## Instructions for the task
Reproduce the material below line for line, without changing a single character, and leave the pictures out of your answer.

## The data
○ ○ ○

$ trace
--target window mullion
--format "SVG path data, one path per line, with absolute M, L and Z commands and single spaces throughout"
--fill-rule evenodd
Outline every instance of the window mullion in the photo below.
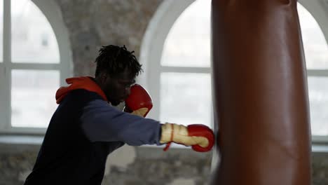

○ ○ ○

## Written response
$ trace
--target window mullion
--format "SVG path data, one path per line, with absolute M, L and Z commands and single spaces throughout"
--fill-rule evenodd
Outline every instance of the window mullion in the photo below.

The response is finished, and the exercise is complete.